▶ _Document segment_
================
Note: This bug is displayed in read-only format because the product is no longer active in Red Hat Bugzilla.

Bug 1318395

Summary: Build hangs indefinitely during container creation when running simultaneous builds
Product: OpenShift Container Platform Reporter: Mike Fiedler <mifiedle>
Component: BuildAssignee: Michal Fojtik <mfojtik>
Status: CLOSED ERRATA QA Contact: Mike Fiedler <mifiedle>
Severity: high Docs Contact:
Priority: unspecified    
Version: 3.2.0CC: amurdaca, aos-bugs, bparees, dwalsh, jeder, mifiedle, mpatel, tdawson, xtian
Target Milestone: ---   
Target Release: ---   
Hardware: x86_64   
OS: Linux   
Whiteboard:
Fixed In Version: Doc Type: Bug Fix
Doc Text:
Story Points: ---
Clone Of: Environment:
Last Closed: 2016-05-12 16:33:14 UTC Type: Bug
Regression: --- Mount Type: ---
Documentation: --- CRM:
Verified Versions: Category: ---
oVirt Team: --- RHEL 7.3 requirements from Atomic Host:
Cloudforms Team: --- Target Upstream Version:
Embargoed:
Attachments:
Description Flags
Build log, strace and proc status
none
kill -USR1 stacktrace for docker daemon on node where build hung none

Description Mike Fiedler 2016-03-16 18:17:07 UTC
Created attachment 1137111 [details]
Build log, strace and proc status

Description of problem:

When running stress tests of 10 builds per node repeatedly, eventually at least one build will hang forever.  The logs show the build is stuck at docker container creation.   oc cancel-build will free the build up.
================
▶ _Given data_
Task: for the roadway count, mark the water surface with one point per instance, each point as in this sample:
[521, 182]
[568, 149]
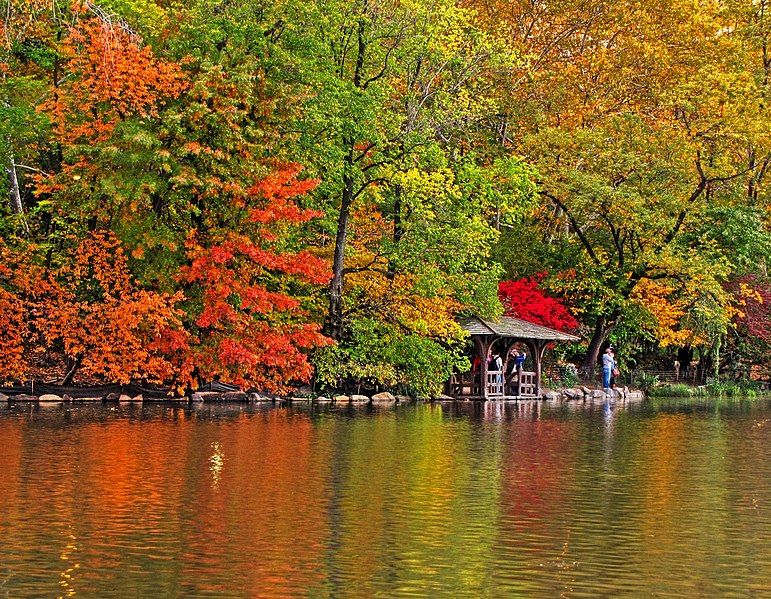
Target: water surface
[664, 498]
================
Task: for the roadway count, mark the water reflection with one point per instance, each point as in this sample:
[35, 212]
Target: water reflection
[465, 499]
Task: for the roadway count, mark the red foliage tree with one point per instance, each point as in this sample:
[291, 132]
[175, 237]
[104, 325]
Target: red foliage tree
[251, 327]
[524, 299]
================
▶ _Stated goal_
Reproduce the bug report about the hanging build word for word, from start to finish. Neither set of lines is needed for this.

▶ _Response below_
Note: This bug is displayed in read-only format because the product is no longer active in Red Hat Bugzilla.

Bug 1318395

Summary: Build hangs indefinitely during container creation when running simultaneous builds
Product: OpenShift Container Platform Reporter: Mike Fiedler <mifiedle>
Component: BuildAssignee: Michal Fojtik <mfojtik>
Status: CLOSED ERRATA QA Contact: Mike Fiedler <mifiedle>
Severity: high Docs Contact:
Priority: unspecified    
Version: 3.2.0CC: amurdaca, aos-bugs, bparees, dwalsh, jeder, mifiedle, mpatel, tdawson, xtian
Target Milestone: ---   
Target Release: ---   
Hardware: x86_64   
OS: Linux   
Whiteboard:
Fixed In Version: Doc Type: Bug Fix
Doc Text:
Story Points: ---
Clone Of: Environment:
Last Closed: 2016-05-12 16:33:14 UTC Type: Bug
Regression: --- Mount Type: ---
Documentation: --- CRM:
Verified Versions: Category: ---
oVirt Team: --- RHEL 7.3 requirements from Atomic Host:
Cloudforms Team: --- Target Upstream Version:
Embargoed:
Attachments:
Description Flags
Build log, strace and proc status
none
kill -USR1 stacktrace for docker daemon on node where build hung none

Description Mike Fiedler 2016-03-16 18:17:07 UTC
Created attachment 1137111 [details]
Build log, strace and proc status

Description of problem:

When running stress tests of 10 builds per node repeatedly, eventually at least one build will hang forever.  The logs show the build is stuck at docker container creation.   oc cancel-build will free the build up.